> TASK REQUIREMENTS
Nothing in the records should differ when you write them out again.

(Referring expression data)
◇ ◇ ◇ ◇ ◇

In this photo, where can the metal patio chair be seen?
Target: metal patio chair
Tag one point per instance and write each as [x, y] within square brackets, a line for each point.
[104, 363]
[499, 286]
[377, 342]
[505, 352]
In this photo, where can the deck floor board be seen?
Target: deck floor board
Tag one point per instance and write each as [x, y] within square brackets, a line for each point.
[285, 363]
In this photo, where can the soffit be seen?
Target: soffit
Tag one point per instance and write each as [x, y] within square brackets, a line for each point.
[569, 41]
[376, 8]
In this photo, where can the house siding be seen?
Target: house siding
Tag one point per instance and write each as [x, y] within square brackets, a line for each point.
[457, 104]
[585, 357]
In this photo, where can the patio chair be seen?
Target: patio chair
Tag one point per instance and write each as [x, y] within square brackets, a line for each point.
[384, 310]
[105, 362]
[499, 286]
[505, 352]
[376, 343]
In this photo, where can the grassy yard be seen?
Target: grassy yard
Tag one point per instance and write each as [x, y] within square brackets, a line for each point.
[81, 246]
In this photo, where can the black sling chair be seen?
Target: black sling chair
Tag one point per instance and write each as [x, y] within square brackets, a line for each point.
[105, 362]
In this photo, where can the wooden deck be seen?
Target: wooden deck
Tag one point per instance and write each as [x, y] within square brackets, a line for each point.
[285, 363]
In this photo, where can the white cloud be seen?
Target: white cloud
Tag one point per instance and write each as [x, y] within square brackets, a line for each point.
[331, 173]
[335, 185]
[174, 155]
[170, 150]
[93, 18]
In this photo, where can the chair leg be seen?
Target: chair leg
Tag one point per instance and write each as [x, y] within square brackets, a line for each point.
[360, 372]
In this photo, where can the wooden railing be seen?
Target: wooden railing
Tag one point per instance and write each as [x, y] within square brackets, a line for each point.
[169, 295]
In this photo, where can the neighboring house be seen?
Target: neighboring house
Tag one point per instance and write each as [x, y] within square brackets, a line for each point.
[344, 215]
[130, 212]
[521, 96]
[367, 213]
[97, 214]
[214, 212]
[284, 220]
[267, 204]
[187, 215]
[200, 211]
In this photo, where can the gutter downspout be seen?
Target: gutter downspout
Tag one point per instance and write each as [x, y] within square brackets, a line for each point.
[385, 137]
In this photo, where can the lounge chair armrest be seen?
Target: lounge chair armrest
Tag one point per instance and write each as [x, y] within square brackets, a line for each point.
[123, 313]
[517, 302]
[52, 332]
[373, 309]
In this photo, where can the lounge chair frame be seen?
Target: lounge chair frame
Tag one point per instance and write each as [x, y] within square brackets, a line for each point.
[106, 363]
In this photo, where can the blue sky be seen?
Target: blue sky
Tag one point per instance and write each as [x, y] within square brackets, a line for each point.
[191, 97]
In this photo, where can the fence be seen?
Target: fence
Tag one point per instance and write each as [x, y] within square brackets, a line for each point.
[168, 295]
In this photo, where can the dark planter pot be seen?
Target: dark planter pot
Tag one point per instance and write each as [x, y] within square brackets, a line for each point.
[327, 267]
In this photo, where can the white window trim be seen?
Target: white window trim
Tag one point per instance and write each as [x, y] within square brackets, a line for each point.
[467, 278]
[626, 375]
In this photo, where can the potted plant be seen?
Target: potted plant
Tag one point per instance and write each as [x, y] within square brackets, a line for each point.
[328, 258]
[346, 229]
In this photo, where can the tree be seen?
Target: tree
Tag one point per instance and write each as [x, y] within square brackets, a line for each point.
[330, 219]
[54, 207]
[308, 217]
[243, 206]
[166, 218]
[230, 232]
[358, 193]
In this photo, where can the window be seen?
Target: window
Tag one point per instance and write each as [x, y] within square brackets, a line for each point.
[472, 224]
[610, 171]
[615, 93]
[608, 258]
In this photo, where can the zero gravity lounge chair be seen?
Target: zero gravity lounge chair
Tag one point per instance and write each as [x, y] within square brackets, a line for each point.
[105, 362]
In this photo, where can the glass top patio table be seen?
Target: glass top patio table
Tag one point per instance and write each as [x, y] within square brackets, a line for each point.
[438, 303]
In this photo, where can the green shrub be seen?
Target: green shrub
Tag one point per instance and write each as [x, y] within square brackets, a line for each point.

◇ ◇ ◇ ◇ ◇

> YOUR RESPONSE
In this photo, where can the metal patio chair be seen?
Target: metal patio chair
Tag one point per instance and write each as [x, y] within square brackets, a line for each point.
[104, 363]
[499, 286]
[377, 342]
[505, 352]
In this photo, where can the deck floor board be seen?
Target: deck floor board
Tag one point per instance and write each as [x, y] within square brackets, a line for each point.
[285, 363]
In this photo, where can the soffit be seen?
Target: soffit
Tag one point per instance and write each as [x, y] within square brackets, a line for each point.
[569, 41]
[376, 8]
In this photo, where can the house siding be seen?
Target: house siding
Tag one point per instance and write each as [x, y] within square brackets, a line for each point.
[457, 104]
[585, 357]
In this photo, where can the patio chair be seen?
Target: patio chair
Tag one point per instance and write each as [x, y] within square brackets, a line for each point.
[384, 310]
[105, 362]
[499, 286]
[505, 352]
[376, 343]
In this photo, where can the grassy yard be seen?
Target: grassy yard
Tag one point per instance and write each as [x, y] within square brackets, a line for each point.
[81, 246]
In this photo, where can the black sling chair be seen?
Target: black sling chair
Tag one point per instance and write each as [x, y] within square brackets, a line for each point.
[105, 362]
In this photo, where can the wooden deck be seen?
Target: wooden deck
Tag one point per instance and write each as [x, y] within square brackets, a line for each point.
[285, 363]
In this photo, where can the white cloud be seen?
Target: white cloud
Tag one point per instance and write each as [x, y] within square brackets, a line for each point.
[331, 173]
[335, 185]
[174, 155]
[170, 150]
[93, 18]
In this photo, where can the chair leg be seen?
Target: chair leg
Tag one point per instance and write each as [x, y] within square brackets, a line for each point.
[360, 372]
In this photo, where can the wooden railing be seen?
Target: wooden railing
Tag one point per instance and write each as [x, y] within square brackets, a line for each point.
[169, 295]
In this photo, where can the neighboring house be seen?
Target: neighboring house
Tag one point per instance and write each as [x, y] within square brackets, a line for each point.
[344, 215]
[130, 212]
[521, 96]
[367, 213]
[97, 214]
[214, 212]
[284, 220]
[267, 204]
[187, 215]
[200, 211]
In this photo, where can the gutter downspout be seen?
Target: gutter downspout
Tag one point per instance and write each as [x, y] within square brackets, a line for each point.
[385, 137]
In this photo, where can the lounge chair armrest be seen?
Target: lounge chair armrest
Tag one point per instance and write each as [x, y] within square brackets, a line for each point.
[123, 313]
[517, 302]
[52, 332]
[373, 309]
In this photo, where can the lounge chair frame be seen?
Target: lounge chair frame
Tag one point per instance and write each as [x, y] within square brackets, a line for each point.
[106, 363]
In this photo, where can the blue sky be seen?
Target: blue sky
Tag one point per instance and write each as [x, y] within square brackets, a line for each point.
[191, 97]
In this photo, where can the fence be seen?
Target: fence
Tag one point per instance and write each as [x, y] within square brackets, a line for each point.
[168, 295]
In this photo, where can the dark planter pot be seen?
Target: dark planter pot
Tag one point per instance and write each as [x, y] within square brackets, a line for each point.
[327, 267]
In this photo, where can the white window trim be seen?
Target: white window trim
Tag one point per instance and write each as [x, y] within square brackets, a line for each point.
[467, 278]
[626, 375]
In this photo, where can the potted plant be seen?
Target: potted plant
Tag one point per instance and write each as [x, y] within square brackets, a line for each point.
[328, 258]
[346, 229]
In this photo, where can the tree be seen?
Target: tree
Tag one point per instance and write each as [x, y] within square brackets, a line for each point.
[330, 219]
[54, 207]
[308, 217]
[243, 206]
[166, 218]
[230, 232]
[358, 193]
In this photo, where can the window be seen?
Target: window
Tag one point per instance and write each as [x, y] within square brackets, a line for each point.
[472, 224]
[610, 171]
[615, 93]
[608, 258]
In this photo, where can the zero gravity lounge chair be seen?
Target: zero gravity lounge chair
Tag one point per instance and write each as [x, y] within square brackets, a line for each point.
[105, 362]
In this photo, where can the glass top patio table be seen?
Target: glass top patio table
Tag one point per instance and write each as [x, y] within square brackets, a line for each point.
[438, 303]
In this photo, where can the green shrub be seen?
Target: green shrub
Tag one point per instance and write each as [x, y] within square brackets, a line for each point.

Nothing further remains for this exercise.